--- Texte à lire ---
Hanjo

Hanjo (1956) via Penthesilea (1810)…

Un Nô… « Le drame grec, c’est quelque chose qui arrive. Le Nô, c’est quelqu’un qui arrive ». Quelqu’un. Le Un. Lui. Mais ce Lui-là n’arrivera pas… Car l’attente est le sentiment qui domine Hanjo. L’attente y est énoncée sur tous les tons. La parole lui est toute dédiée. La bande-son, aussi. Et le jeu ? L’est-il ? Lui… dédié à l’attente ?

La mise en scène d’Hanjo, par Philippe Asselin, nous fait entrer dans ce Nô de Mishima qui tient de la psalmodie, de la liturgie, du chant, de la musique, du théâtre et de la danse. Il nous y fait entrer physiquement. Le public, assis sur un siège mobile , évolue sur la scène, mais n’entre pas dans l’espace scénique bordé par une bande blanche : une limite à l’image de cette bande de graviers blancs qui — dans la tradition du Nô — rappelle les jardins Zen. À la lumière du jour, cette bande de graviers blancs servait à réfléchir la lumière sur les masques de comédiens. Ici, elle est la limite à ne pas franchir. Elle est le lieu où se joue l’ombre apportée au texte par l’auditeur qui écoute et se tait. Silencieux, il l’est de bien plus loin encore, d’un ailleurs passant par l’inouï. Pour structurer ce qu’il croit entendre, le spectateur se déplace sur le plateau… Au Un par Un. Chaque Un va, vient, repart, ne revient pas… Le Un parti, Un autre arrive. Que déposent ces Un dans cette trace ? L’énergie du spectacle est également là, en attente, dans cette chorégraphie imprévisible de la « spectature » .
---
Consigne :: Selon le texte sur Hanjo, à quoi servait à la lumière du jour la bande de graviers blancs de la tradition du Nô ?
--- Jeu de données ---
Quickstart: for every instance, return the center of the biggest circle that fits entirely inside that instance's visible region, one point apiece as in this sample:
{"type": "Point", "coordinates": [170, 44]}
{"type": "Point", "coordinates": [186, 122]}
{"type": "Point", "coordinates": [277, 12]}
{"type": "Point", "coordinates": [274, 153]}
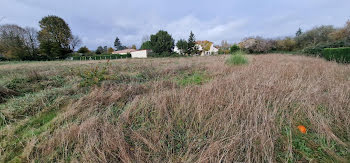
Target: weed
{"type": "Point", "coordinates": [237, 58]}
{"type": "Point", "coordinates": [94, 76]}
{"type": "Point", "coordinates": [192, 79]}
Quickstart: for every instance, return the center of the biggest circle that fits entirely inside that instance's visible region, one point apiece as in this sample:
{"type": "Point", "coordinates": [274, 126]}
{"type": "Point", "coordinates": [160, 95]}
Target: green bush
{"type": "Point", "coordinates": [102, 57]}
{"type": "Point", "coordinates": [341, 55]}
{"type": "Point", "coordinates": [318, 49]}
{"type": "Point", "coordinates": [237, 58]}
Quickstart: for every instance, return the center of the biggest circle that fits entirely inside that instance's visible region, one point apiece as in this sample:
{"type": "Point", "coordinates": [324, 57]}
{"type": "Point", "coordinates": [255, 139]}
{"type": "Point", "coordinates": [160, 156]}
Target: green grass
{"type": "Point", "coordinates": [237, 58]}
{"type": "Point", "coordinates": [192, 79]}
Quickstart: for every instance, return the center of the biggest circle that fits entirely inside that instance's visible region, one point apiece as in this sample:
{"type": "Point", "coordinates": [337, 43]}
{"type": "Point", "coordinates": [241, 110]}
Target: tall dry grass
{"type": "Point", "coordinates": [246, 113]}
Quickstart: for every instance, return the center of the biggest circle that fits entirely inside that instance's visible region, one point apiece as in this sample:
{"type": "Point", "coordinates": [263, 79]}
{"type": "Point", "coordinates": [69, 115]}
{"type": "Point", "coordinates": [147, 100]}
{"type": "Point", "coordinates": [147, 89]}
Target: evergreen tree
{"type": "Point", "coordinates": [182, 45]}
{"type": "Point", "coordinates": [55, 37]}
{"type": "Point", "coordinates": [191, 43]}
{"type": "Point", "coordinates": [146, 45]}
{"type": "Point", "coordinates": [99, 50]}
{"type": "Point", "coordinates": [83, 50]}
{"type": "Point", "coordinates": [162, 42]}
{"type": "Point", "coordinates": [118, 45]}
{"type": "Point", "coordinates": [299, 32]}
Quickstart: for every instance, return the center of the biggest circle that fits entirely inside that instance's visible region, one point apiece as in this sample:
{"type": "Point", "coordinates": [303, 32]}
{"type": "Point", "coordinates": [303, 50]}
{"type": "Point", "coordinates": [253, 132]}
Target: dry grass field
{"type": "Point", "coordinates": [195, 109]}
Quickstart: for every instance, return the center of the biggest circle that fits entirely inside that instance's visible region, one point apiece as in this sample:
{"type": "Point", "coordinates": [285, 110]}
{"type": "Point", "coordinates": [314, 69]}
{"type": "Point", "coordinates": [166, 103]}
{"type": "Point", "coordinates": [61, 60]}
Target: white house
{"type": "Point", "coordinates": [212, 49]}
{"type": "Point", "coordinates": [140, 53]}
{"type": "Point", "coordinates": [123, 52]}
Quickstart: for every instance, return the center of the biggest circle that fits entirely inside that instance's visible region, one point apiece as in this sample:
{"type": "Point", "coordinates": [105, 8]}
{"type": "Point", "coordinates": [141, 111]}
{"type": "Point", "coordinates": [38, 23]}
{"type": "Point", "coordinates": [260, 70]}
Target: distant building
{"type": "Point", "coordinates": [140, 53]}
{"type": "Point", "coordinates": [205, 48]}
{"type": "Point", "coordinates": [123, 52]}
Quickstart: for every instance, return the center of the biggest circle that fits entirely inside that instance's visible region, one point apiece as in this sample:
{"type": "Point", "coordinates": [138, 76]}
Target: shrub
{"type": "Point", "coordinates": [341, 55]}
{"type": "Point", "coordinates": [102, 57]}
{"type": "Point", "coordinates": [256, 45]}
{"type": "Point", "coordinates": [238, 58]}
{"type": "Point", "coordinates": [318, 49]}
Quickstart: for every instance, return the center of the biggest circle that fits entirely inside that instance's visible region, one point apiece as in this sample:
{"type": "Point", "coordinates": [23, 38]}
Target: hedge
{"type": "Point", "coordinates": [102, 57]}
{"type": "Point", "coordinates": [341, 55]}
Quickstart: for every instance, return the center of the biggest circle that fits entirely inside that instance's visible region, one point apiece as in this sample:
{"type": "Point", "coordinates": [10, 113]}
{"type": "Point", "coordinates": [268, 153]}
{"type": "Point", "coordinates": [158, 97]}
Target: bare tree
{"type": "Point", "coordinates": [145, 38]}
{"type": "Point", "coordinates": [76, 41]}
{"type": "Point", "coordinates": [31, 40]}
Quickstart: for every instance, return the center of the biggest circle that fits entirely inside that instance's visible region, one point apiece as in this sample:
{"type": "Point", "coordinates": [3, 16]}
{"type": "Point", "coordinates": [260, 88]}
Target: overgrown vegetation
{"type": "Point", "coordinates": [337, 54]}
{"type": "Point", "coordinates": [194, 109]}
{"type": "Point", "coordinates": [237, 58]}
{"type": "Point", "coordinates": [311, 42]}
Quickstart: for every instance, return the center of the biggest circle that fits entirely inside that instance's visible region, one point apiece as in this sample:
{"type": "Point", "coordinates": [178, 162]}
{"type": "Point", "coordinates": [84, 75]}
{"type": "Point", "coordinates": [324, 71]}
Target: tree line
{"type": "Point", "coordinates": [162, 44]}
{"type": "Point", "coordinates": [310, 42]}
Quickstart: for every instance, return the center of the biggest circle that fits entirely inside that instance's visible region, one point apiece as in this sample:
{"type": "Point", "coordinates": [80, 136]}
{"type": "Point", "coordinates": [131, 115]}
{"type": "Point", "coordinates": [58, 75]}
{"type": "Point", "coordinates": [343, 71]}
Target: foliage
{"type": "Point", "coordinates": [75, 42]}
{"type": "Point", "coordinates": [256, 45]}
{"type": "Point", "coordinates": [102, 57]}
{"type": "Point", "coordinates": [162, 42]}
{"type": "Point", "coordinates": [55, 37]}
{"type": "Point", "coordinates": [317, 50]}
{"type": "Point", "coordinates": [234, 48]}
{"type": "Point", "coordinates": [110, 50]}
{"type": "Point", "coordinates": [237, 58]}
{"type": "Point", "coordinates": [299, 32]}
{"type": "Point", "coordinates": [341, 34]}
{"type": "Point", "coordinates": [146, 45]}
{"type": "Point", "coordinates": [133, 47]}
{"type": "Point", "coordinates": [17, 43]}
{"type": "Point", "coordinates": [205, 45]}
{"type": "Point", "coordinates": [287, 44]}
{"type": "Point", "coordinates": [192, 48]}
{"type": "Point", "coordinates": [341, 55]}
{"type": "Point", "coordinates": [99, 50]}
{"type": "Point", "coordinates": [315, 36]}
{"type": "Point", "coordinates": [182, 45]}
{"type": "Point", "coordinates": [83, 50]}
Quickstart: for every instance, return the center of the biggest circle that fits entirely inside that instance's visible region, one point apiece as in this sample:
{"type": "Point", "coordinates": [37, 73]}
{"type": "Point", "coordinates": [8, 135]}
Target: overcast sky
{"type": "Point", "coordinates": [99, 22]}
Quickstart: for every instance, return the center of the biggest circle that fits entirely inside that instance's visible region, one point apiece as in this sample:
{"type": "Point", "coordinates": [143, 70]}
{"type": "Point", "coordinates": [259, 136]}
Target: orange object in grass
{"type": "Point", "coordinates": [302, 129]}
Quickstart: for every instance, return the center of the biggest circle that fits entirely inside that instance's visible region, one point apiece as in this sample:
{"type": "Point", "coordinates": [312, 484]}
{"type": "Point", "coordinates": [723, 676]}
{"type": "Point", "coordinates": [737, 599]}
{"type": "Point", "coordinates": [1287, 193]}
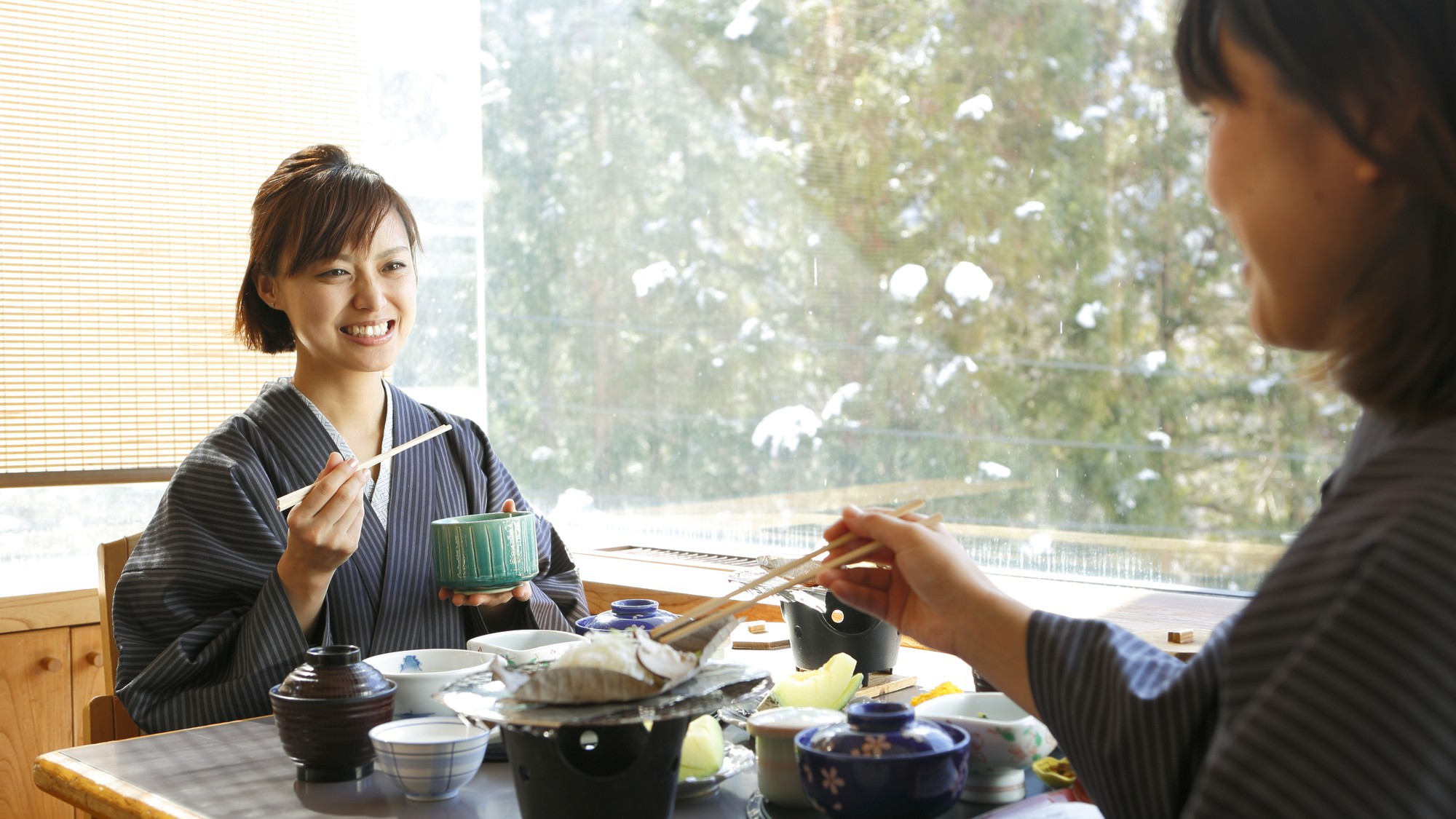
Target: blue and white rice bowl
{"type": "Point", "coordinates": [429, 758]}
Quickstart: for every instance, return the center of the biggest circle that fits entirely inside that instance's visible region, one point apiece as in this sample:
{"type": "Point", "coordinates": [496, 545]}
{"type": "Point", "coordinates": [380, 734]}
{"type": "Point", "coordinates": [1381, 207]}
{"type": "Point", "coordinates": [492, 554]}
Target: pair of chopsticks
{"type": "Point", "coordinates": [689, 622]}
{"type": "Point", "coordinates": [292, 499]}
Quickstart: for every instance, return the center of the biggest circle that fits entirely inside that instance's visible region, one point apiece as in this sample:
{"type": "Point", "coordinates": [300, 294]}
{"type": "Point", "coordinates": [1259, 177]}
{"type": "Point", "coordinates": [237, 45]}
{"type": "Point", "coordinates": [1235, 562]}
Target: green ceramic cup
{"type": "Point", "coordinates": [486, 553]}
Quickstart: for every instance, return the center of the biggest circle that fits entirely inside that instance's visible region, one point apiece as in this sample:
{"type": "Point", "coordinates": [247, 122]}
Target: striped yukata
{"type": "Point", "coordinates": [1332, 694]}
{"type": "Point", "coordinates": [203, 622]}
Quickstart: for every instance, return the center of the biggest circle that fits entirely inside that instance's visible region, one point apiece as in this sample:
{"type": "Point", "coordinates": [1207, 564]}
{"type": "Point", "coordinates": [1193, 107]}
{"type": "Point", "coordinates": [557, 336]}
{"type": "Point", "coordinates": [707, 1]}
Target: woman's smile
{"type": "Point", "coordinates": [371, 333]}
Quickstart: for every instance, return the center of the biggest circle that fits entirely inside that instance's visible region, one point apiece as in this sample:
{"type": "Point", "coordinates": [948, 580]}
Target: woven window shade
{"type": "Point", "coordinates": [133, 138]}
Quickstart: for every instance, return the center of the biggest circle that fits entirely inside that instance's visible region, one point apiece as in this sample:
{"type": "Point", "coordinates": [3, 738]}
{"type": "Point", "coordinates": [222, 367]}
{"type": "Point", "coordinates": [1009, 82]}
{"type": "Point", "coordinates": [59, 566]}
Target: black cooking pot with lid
{"type": "Point", "coordinates": [816, 636]}
{"type": "Point", "coordinates": [585, 769]}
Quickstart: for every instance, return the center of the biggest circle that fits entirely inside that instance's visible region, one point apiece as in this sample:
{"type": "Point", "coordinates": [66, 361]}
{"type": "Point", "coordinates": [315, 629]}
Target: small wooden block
{"type": "Point", "coordinates": [885, 682]}
{"type": "Point", "coordinates": [774, 636]}
{"type": "Point", "coordinates": [1182, 650]}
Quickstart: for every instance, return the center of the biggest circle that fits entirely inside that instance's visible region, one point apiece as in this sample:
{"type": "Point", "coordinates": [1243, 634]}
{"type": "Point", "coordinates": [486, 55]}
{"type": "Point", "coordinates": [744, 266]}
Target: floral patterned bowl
{"type": "Point", "coordinates": [1005, 740]}
{"type": "Point", "coordinates": [883, 762]}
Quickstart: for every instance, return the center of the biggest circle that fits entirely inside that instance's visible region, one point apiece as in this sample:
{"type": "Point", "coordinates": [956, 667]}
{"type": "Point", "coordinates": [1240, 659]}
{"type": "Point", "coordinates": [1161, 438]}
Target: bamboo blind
{"type": "Point", "coordinates": [133, 138]}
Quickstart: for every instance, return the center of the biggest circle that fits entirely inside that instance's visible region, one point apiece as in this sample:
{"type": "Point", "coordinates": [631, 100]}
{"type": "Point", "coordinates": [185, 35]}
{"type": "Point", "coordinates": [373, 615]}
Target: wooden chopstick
{"type": "Point", "coordinates": [850, 557]}
{"type": "Point", "coordinates": [292, 499]}
{"type": "Point", "coordinates": [710, 605]}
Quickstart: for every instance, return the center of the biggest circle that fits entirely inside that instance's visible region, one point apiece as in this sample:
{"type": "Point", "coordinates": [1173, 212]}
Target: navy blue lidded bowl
{"type": "Point", "coordinates": [883, 762]}
{"type": "Point", "coordinates": [625, 614]}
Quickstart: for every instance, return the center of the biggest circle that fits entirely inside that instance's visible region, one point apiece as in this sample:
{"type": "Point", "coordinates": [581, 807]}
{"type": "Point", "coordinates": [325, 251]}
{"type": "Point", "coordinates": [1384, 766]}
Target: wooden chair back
{"type": "Point", "coordinates": [107, 717]}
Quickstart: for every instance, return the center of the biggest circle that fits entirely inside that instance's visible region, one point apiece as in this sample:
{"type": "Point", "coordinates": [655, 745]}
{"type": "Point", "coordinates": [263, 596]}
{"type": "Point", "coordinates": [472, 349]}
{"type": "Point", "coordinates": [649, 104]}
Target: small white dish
{"type": "Point", "coordinates": [1005, 740]}
{"type": "Point", "coordinates": [772, 732]}
{"type": "Point", "coordinates": [424, 672]}
{"type": "Point", "coordinates": [526, 644]}
{"type": "Point", "coordinates": [429, 758]}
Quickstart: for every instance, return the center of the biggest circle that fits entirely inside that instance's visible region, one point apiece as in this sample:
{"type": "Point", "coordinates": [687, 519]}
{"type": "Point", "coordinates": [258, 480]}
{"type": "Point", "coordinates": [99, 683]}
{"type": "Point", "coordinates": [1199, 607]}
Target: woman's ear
{"type": "Point", "coordinates": [1368, 171]}
{"type": "Point", "coordinates": [267, 290]}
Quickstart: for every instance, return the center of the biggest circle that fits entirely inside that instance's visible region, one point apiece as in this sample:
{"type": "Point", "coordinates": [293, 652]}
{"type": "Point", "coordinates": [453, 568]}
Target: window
{"type": "Point", "coordinates": [749, 261]}
{"type": "Point", "coordinates": [707, 270]}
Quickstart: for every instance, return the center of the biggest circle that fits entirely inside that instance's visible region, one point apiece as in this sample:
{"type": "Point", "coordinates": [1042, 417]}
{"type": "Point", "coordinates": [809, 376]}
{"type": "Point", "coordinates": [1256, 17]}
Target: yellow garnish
{"type": "Point", "coordinates": [1056, 772]}
{"type": "Point", "coordinates": [938, 691]}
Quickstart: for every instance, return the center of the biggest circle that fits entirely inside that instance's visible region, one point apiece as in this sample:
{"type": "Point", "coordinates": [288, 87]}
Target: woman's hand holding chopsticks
{"type": "Point", "coordinates": [324, 531]}
{"type": "Point", "coordinates": [928, 586]}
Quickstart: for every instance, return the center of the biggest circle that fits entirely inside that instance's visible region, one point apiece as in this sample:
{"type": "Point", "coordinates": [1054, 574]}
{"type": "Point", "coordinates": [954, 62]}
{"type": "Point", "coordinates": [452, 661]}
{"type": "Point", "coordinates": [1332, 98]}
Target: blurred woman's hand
{"type": "Point", "coordinates": [930, 587]}
{"type": "Point", "coordinates": [922, 582]}
{"type": "Point", "coordinates": [324, 531]}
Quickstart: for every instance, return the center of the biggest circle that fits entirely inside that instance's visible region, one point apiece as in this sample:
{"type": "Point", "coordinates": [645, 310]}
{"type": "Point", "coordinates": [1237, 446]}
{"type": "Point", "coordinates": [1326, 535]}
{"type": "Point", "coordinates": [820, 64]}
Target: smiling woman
{"type": "Point", "coordinates": [223, 595]}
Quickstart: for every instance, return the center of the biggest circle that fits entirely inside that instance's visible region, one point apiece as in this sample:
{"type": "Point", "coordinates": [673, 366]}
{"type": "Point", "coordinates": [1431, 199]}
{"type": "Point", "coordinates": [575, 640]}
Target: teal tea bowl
{"type": "Point", "coordinates": [486, 553]}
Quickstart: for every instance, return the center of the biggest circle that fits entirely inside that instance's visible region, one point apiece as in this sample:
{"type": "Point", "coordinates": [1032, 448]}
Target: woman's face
{"type": "Point", "coordinates": [352, 314]}
{"type": "Point", "coordinates": [1308, 209]}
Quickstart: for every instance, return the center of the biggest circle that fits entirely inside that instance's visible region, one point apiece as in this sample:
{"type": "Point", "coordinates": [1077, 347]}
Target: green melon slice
{"type": "Point", "coordinates": [703, 749]}
{"type": "Point", "coordinates": [828, 687]}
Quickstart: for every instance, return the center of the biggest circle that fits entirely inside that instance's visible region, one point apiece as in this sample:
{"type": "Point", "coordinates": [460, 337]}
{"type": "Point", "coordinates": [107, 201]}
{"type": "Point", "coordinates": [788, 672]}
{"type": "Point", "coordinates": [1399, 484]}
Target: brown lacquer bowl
{"type": "Point", "coordinates": [325, 710]}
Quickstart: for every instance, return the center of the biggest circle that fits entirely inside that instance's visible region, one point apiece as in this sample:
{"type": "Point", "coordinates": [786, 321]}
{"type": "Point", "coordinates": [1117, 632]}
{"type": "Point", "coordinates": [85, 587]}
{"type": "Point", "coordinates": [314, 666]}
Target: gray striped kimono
{"type": "Point", "coordinates": [1332, 694]}
{"type": "Point", "coordinates": [203, 622]}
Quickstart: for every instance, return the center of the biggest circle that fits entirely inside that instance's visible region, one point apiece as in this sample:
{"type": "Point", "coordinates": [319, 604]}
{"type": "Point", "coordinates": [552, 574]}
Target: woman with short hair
{"type": "Point", "coordinates": [225, 593]}
{"type": "Point", "coordinates": [1333, 155]}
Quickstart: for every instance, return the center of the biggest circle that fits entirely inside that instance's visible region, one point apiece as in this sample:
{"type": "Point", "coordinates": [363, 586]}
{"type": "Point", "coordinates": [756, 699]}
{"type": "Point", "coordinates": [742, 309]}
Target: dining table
{"type": "Point", "coordinates": [240, 769]}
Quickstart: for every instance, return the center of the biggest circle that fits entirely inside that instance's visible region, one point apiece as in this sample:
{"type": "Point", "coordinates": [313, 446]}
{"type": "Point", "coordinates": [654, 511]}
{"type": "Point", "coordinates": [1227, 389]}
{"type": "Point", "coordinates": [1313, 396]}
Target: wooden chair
{"type": "Point", "coordinates": [107, 719]}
---
Votre réponse :: Elle servait à réfléchir la lumière sur les masques des comédiens.